EXERCISE:
Locate the line with "If you could mark the snowy" in the material. Copy that line and each one after it, through the last, exactly and with nothing else.

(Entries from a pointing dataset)
Start

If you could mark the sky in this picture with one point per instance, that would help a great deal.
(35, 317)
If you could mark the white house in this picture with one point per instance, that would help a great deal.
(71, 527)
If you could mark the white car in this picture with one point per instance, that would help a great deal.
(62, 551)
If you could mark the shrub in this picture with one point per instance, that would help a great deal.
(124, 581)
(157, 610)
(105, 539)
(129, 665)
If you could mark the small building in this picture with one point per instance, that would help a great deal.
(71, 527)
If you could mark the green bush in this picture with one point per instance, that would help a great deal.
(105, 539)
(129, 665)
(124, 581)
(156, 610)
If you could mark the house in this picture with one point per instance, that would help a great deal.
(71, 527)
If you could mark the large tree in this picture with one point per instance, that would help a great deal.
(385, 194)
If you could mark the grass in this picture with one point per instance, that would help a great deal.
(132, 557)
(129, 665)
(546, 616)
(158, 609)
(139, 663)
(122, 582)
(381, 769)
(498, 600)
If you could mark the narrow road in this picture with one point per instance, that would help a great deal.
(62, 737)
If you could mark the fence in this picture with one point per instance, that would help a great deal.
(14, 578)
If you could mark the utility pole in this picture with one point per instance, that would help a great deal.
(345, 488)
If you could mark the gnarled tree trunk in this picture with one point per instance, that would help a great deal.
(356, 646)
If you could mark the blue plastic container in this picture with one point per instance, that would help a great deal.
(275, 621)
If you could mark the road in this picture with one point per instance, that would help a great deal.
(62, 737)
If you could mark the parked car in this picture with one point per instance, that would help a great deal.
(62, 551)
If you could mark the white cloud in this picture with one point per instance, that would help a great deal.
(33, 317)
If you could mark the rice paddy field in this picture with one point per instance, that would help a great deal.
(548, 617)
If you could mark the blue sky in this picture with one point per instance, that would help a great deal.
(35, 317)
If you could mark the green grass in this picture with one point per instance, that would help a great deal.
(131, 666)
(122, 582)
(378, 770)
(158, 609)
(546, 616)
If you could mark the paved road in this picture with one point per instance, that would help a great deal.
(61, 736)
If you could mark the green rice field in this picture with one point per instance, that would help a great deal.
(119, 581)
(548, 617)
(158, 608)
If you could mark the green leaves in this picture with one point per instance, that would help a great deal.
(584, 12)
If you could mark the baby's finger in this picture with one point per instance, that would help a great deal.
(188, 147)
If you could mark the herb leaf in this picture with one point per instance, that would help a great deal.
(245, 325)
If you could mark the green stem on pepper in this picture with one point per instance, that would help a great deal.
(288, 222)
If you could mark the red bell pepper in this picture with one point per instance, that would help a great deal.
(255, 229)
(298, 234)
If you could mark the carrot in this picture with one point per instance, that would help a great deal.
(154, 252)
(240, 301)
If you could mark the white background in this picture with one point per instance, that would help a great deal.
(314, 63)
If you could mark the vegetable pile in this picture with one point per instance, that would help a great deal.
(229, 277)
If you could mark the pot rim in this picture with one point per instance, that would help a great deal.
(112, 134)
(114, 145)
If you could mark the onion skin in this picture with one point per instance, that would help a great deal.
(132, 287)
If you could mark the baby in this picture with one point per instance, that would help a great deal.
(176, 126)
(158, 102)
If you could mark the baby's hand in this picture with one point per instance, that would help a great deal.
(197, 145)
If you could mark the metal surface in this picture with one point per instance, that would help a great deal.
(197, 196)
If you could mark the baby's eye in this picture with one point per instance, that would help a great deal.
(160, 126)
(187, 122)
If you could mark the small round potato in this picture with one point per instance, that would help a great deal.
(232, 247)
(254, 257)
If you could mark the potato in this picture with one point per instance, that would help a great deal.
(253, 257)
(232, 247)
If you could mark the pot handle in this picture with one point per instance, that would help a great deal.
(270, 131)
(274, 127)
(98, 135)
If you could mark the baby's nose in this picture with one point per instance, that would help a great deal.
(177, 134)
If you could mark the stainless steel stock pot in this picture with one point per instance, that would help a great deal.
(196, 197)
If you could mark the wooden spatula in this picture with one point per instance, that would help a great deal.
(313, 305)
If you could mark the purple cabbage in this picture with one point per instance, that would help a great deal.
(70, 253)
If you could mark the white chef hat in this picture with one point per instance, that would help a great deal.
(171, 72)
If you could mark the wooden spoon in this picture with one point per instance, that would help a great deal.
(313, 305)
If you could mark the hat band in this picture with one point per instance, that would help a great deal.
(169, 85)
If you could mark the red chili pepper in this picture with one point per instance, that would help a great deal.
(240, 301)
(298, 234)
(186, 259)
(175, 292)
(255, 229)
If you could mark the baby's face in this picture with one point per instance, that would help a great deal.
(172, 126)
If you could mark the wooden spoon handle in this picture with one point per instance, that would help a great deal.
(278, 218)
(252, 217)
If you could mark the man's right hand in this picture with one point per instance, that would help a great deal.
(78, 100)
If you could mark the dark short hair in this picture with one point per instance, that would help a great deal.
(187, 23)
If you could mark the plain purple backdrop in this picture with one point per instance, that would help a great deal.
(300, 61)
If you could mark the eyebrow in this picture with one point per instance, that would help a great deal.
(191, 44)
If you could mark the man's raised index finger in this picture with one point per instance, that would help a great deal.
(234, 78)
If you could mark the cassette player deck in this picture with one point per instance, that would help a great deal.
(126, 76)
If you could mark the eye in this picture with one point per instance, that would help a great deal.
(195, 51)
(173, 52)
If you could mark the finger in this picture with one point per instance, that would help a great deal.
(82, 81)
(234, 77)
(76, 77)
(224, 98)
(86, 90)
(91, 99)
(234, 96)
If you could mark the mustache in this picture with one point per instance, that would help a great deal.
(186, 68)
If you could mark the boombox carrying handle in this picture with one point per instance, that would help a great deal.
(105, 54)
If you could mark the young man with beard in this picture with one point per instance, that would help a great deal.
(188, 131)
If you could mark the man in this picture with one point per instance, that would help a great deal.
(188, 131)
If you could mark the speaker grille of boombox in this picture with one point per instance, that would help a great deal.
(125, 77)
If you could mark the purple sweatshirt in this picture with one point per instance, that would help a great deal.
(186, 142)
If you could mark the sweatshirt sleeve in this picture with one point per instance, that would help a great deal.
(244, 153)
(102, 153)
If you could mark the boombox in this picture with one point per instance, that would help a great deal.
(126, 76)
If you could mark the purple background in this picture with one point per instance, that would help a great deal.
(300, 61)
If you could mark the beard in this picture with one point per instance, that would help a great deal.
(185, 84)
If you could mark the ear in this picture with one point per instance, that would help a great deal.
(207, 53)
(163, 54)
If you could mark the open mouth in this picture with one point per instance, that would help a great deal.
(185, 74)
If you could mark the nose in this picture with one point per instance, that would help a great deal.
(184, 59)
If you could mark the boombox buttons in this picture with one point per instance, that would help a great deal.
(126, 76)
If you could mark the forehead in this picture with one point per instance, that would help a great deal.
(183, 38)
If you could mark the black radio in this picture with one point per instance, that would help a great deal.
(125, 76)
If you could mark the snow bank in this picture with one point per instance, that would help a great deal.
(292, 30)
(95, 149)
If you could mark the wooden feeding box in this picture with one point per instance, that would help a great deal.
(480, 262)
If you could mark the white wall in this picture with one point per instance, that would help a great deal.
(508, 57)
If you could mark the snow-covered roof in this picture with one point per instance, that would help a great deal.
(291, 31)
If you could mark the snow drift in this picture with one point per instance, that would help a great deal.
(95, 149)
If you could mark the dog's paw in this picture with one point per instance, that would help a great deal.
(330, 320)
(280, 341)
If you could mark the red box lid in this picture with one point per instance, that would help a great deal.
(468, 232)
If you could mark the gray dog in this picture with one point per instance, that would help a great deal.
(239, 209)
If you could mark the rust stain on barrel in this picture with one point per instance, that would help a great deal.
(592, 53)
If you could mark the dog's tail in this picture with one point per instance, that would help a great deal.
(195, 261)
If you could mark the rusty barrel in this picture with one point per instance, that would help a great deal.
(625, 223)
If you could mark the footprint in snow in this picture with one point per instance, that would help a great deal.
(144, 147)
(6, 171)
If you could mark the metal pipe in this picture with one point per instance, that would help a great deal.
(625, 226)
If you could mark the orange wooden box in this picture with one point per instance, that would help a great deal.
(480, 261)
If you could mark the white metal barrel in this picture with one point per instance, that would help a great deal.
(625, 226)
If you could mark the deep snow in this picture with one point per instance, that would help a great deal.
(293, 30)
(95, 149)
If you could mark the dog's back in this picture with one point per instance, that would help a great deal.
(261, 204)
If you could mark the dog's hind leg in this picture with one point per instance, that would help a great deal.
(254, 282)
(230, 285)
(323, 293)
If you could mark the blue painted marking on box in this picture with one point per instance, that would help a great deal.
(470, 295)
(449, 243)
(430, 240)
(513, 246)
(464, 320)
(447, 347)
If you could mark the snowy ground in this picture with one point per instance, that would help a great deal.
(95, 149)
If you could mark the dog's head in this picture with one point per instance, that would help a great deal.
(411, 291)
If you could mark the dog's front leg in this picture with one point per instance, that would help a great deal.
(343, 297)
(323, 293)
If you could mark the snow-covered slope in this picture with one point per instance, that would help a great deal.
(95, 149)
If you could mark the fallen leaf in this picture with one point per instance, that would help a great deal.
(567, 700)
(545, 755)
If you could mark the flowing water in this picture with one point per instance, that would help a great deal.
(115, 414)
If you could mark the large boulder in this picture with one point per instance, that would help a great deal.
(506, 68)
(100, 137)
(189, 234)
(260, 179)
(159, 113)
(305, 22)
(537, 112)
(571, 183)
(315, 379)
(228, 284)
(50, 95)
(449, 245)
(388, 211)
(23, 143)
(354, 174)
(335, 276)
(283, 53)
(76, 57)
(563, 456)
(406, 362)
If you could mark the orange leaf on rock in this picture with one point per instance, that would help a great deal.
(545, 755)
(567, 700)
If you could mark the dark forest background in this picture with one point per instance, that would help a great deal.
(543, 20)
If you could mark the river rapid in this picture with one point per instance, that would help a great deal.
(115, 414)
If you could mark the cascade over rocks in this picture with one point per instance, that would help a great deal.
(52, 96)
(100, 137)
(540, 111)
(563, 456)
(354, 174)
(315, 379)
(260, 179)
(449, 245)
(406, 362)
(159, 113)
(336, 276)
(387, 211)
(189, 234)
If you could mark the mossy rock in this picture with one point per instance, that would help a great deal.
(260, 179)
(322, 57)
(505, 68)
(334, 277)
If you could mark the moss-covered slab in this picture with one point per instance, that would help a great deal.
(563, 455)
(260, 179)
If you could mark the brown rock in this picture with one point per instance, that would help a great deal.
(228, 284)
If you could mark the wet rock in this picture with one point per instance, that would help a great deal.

End

REPLY TO THE EXERCISE:
If you could mark the snowy ground in this picture with one point per instance, that would help a great deal.
(95, 149)
If you could mark the dog's head in this picture with one point per instance, that would help a great deal.
(411, 291)
If you could mark the dog's front leg in this picture with one point per instance, that would help a great deal.
(343, 297)
(323, 293)
If you could mark the snow-covered slope in this picture with one point per instance, that would help a great deal.
(95, 149)
If you could mark the fallen leaf in this picture with one point per instance, that would help a great deal.
(567, 700)
(545, 755)
If you could mark the flowing water in this picture with one point per instance, that would help a great deal.
(115, 414)
If you could mark the large boulder in this picture with one point per instance, that would help a great deal.
(506, 68)
(100, 137)
(189, 234)
(260, 179)
(159, 113)
(305, 22)
(537, 112)
(571, 183)
(315, 379)
(228, 284)
(50, 95)
(449, 245)
(388, 211)
(23, 143)
(354, 174)
(335, 276)
(283, 53)
(76, 57)
(563, 456)
(406, 362)
If you could mark the orange leaf on rock in this picture with one point per instance, that would help a great deal.
(545, 755)
(567, 700)
If you could mark the dark forest background in this picture with one point per instance, that would help a great deal.
(543, 20)
If you could mark the river rapid in this picture with one point per instance, that would help a great deal.
(115, 414)
If you could mark the cascade over rocks in this picture with one point per instance, that would help a great deal.
(52, 96)
(100, 137)
(540, 111)
(563, 456)
(354, 174)
(315, 379)
(260, 179)
(449, 245)
(406, 362)
(159, 113)
(336, 276)
(387, 211)
(189, 234)
If you could mark the mossy rock in this picture with one point per instance, that would help a great deal.
(260, 179)
(322, 57)
(505, 68)
(334, 277)
If you could mark the moss-covered slab in this picture with one point per instance, that would help a great deal.
(563, 455)
(260, 179)
If you could mark the brown rock in this picture with one point per instance, that would help a great deal.
(228, 284)
If you could mark the wet rock in this picture with one point per instance, that would help a great deal.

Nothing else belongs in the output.